▶ **Document passage**

* * * * * * *

Home Health & Hospice Week

Fraud & Abuse:

4 Home Care Fraud Cases Feature Physician Involvement

Texas HHA exec receives 10-year sentence.

Physicians furnishing a large volume of home care certifications — and the home health agencies who receive referrals and certs from them — are under the microscope, some recent fraud cases illustrate.

Case #1: After pleading guilty to falsely certifying home care patients, a Chicago-area physician has received a two-year prison sentence. Dr. Arthur Davida, an employee and part-owner of Bloomingdale- based Home Care Physicians Inc., knew that at least 20 percent of the patient referrals he received from home health agencies were not homebound, but he still provided the certifications — allowing the agencies to bill Medicare for treatment that Davida knew was not medically necessary, the Department of Justice says in a release. Davida acknowledged in a plea agreement that he provided the certs because he feared the agencies would stop sending him the referrals otherwise.

Case #2: After a four-day trial in Chicago federal court, the jury convicted Mobile Doctors physician Banio Koroma for falsely certifying patients for home care, the DOJ notes in a release. “By referring patients to home health agencies that did not warrant Medicare payments, Mobile Doctors received more referrals from those agencies for services provided by its physicians,” the DOJ said in a release about the case in 2013. From 2010 through 2013, more than 200 HHAs submitted Medicare claims and were paid more than $10 million for services listing Koroma as the referring physician.

* * * * * * *

▶ **Information**
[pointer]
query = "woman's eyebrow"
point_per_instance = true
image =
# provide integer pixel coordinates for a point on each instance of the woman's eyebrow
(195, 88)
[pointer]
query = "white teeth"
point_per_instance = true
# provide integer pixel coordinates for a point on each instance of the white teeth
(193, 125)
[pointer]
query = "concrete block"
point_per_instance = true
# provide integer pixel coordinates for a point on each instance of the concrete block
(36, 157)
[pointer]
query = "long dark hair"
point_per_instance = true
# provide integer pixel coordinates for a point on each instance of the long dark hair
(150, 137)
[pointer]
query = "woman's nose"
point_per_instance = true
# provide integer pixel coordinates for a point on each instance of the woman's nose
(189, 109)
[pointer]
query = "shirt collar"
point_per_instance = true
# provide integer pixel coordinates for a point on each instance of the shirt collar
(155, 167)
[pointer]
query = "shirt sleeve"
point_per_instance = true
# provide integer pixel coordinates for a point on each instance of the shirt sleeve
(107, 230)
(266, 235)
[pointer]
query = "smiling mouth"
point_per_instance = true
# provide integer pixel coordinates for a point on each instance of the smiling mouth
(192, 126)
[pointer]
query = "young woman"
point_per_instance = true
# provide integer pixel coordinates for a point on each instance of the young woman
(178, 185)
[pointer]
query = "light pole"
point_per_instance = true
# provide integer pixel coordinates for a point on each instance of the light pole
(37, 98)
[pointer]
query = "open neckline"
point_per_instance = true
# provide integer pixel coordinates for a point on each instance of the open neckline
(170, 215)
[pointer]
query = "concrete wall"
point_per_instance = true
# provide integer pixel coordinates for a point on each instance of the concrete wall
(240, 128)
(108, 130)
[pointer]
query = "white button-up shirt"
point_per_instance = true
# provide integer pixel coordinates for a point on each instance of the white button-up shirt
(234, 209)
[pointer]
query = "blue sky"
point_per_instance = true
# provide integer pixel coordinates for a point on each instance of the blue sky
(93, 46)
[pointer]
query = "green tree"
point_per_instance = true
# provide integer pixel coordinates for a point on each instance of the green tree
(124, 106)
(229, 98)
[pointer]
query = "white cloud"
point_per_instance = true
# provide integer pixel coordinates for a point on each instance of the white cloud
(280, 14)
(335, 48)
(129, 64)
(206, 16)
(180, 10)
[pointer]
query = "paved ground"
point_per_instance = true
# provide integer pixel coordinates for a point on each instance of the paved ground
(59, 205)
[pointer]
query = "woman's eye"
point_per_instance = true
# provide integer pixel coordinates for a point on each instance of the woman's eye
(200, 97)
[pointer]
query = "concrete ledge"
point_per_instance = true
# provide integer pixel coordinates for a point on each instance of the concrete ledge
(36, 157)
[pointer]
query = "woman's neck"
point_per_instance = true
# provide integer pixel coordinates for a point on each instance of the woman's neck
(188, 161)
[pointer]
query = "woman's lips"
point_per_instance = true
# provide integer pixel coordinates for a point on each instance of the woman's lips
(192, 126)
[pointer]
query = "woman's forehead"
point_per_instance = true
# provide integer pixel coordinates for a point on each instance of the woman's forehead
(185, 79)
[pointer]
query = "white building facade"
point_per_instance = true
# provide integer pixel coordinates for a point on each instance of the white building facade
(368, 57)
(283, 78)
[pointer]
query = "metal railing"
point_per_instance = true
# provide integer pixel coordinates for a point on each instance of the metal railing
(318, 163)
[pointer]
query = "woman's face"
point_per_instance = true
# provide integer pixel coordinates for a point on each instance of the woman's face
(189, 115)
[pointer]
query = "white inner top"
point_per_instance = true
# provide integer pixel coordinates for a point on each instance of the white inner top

* * * * * * *

▶ **Problem to work on**
In the home care fraud article above, why did Dr. Arthur Davida say he provided the certifications?

▶ **Reply**
He feared the agencies would stop sending him referrals otherwise.